Task directions - From the records below, set down exactly the lines starting with the line that contains "box: [267, 318, 394, 342]" and going on through the line that contains "negative clicks: (366, 229) (166, 310)". Nothing else is wanted.
[Entries shown Boundary: Start]
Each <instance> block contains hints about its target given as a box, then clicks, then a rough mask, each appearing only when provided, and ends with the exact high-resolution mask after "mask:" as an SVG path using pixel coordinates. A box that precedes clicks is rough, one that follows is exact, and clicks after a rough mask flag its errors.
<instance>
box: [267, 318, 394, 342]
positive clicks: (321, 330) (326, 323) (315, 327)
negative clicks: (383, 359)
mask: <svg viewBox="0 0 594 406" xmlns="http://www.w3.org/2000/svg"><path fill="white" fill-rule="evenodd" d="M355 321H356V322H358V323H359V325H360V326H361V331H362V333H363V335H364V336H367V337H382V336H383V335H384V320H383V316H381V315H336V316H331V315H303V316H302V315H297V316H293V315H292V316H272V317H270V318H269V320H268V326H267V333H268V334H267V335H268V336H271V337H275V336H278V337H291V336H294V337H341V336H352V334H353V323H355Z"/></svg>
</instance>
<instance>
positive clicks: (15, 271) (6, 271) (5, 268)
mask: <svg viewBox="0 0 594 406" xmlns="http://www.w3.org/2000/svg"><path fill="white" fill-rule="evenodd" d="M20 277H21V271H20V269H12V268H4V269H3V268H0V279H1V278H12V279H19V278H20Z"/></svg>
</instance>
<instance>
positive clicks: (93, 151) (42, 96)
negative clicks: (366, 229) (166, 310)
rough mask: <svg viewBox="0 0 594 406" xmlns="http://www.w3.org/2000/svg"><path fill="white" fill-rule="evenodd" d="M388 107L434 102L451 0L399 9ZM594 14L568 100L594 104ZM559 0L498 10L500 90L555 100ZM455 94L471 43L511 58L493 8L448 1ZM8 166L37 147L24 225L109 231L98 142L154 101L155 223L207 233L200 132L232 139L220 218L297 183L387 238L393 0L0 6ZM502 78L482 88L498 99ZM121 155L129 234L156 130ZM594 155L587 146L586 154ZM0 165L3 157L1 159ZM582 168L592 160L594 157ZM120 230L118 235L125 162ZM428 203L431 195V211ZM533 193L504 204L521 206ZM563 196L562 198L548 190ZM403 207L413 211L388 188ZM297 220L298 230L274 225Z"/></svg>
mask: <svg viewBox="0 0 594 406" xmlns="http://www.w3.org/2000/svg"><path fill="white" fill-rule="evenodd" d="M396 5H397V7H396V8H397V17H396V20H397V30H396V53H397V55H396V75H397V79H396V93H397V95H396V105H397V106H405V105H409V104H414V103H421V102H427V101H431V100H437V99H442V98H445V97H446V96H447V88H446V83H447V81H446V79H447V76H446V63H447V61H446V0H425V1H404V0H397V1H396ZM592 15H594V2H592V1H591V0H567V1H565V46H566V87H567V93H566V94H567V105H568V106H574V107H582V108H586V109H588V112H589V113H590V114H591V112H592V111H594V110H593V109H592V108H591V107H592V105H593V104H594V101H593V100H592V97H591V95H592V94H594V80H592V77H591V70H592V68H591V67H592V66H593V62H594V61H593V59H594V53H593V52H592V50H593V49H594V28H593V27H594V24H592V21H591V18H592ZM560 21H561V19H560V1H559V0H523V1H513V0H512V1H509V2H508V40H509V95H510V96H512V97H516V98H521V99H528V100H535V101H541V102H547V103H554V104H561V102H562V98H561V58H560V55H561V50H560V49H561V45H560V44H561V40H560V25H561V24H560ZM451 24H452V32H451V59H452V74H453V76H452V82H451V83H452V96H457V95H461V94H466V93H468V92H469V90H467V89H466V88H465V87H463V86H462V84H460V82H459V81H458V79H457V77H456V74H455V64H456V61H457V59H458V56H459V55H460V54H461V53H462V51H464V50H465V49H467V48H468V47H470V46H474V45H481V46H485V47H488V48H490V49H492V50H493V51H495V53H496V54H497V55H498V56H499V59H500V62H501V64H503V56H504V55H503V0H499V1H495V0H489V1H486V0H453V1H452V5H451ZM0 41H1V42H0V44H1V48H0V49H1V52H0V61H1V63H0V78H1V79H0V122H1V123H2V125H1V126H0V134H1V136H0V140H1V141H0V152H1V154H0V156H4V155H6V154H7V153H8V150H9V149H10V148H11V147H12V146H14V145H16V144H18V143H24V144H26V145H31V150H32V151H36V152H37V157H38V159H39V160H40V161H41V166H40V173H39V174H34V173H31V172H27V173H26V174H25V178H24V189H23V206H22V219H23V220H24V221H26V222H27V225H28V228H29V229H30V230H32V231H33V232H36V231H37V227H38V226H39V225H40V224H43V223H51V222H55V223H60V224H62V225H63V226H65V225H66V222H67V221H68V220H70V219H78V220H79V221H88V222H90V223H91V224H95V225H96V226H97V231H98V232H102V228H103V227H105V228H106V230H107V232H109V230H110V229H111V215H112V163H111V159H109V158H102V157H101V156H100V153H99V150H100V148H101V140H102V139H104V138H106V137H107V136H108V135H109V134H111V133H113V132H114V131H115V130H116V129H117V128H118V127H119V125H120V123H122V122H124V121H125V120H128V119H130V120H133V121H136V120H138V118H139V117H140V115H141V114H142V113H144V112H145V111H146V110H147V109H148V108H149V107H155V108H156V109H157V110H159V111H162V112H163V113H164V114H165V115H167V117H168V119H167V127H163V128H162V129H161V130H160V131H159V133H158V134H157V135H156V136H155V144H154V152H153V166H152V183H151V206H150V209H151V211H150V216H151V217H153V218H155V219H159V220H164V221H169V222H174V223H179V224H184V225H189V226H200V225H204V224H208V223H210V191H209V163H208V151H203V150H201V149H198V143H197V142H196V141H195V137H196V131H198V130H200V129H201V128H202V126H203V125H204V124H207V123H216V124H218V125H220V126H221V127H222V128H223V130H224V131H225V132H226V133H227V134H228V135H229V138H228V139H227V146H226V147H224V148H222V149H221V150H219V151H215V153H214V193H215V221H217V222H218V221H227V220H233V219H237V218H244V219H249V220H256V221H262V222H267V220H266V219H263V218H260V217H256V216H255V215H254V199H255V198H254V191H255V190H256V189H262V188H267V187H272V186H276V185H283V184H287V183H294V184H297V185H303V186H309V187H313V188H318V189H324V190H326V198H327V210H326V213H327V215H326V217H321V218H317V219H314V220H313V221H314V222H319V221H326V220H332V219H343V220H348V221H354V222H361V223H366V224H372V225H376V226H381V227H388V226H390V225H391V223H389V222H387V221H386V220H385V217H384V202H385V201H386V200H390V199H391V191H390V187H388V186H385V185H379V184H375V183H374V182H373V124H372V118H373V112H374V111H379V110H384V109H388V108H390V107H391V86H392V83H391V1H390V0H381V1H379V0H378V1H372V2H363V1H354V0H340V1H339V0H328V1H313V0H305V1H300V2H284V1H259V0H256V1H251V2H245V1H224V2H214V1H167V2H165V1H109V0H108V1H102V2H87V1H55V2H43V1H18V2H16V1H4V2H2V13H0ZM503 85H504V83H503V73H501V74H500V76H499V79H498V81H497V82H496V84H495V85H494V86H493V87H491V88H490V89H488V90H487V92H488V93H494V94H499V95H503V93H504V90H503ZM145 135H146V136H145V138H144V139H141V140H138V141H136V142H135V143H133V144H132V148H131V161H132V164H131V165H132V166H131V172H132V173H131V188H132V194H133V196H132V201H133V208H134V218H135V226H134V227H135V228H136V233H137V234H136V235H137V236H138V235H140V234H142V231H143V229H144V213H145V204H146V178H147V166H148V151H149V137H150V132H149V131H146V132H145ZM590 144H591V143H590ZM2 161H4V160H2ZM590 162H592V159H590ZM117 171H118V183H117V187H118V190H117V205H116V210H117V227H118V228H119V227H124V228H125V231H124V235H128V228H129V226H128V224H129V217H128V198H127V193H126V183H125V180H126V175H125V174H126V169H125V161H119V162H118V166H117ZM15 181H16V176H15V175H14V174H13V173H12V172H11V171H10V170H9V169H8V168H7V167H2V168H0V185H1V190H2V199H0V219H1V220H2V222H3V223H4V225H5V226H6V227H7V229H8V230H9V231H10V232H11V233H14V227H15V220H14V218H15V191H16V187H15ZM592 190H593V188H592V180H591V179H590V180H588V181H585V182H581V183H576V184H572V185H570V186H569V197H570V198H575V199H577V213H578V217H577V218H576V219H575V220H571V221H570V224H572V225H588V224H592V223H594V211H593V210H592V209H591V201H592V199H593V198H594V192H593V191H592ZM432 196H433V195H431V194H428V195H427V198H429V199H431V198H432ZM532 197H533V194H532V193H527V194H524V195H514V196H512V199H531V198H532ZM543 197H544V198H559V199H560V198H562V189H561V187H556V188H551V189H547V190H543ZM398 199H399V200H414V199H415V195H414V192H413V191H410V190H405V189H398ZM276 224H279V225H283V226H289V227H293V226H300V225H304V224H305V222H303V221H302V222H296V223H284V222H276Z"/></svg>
[Entries shown Boundary: End]
Task answer -
box: [267, 318, 394, 342]
positive clicks: (321, 330) (326, 323) (315, 327)
negative clicks: (383, 359)
mask: <svg viewBox="0 0 594 406" xmlns="http://www.w3.org/2000/svg"><path fill="white" fill-rule="evenodd" d="M355 321H356V322H358V323H359V325H360V326H361V331H362V333H363V335H364V336H367V337H382V336H383V335H384V320H383V316H381V315H336V316H331V315H303V316H302V315H297V316H293V315H292V316H272V317H270V318H269V320H268V326H267V333H268V334H267V335H268V336H271V337H275V336H278V337H291V336H294V337H341V336H352V334H353V323H355Z"/></svg>
</instance>
<instance>
positive clicks: (15, 271) (6, 271) (5, 268)
mask: <svg viewBox="0 0 594 406" xmlns="http://www.w3.org/2000/svg"><path fill="white" fill-rule="evenodd" d="M20 277H21V271H20V269H12V268H4V269H3V268H0V279H1V278H12V279H19V278H20Z"/></svg>
</instance>
<instance>
positive clicks: (93, 151) (42, 96)
negative clicks: (366, 229) (166, 310)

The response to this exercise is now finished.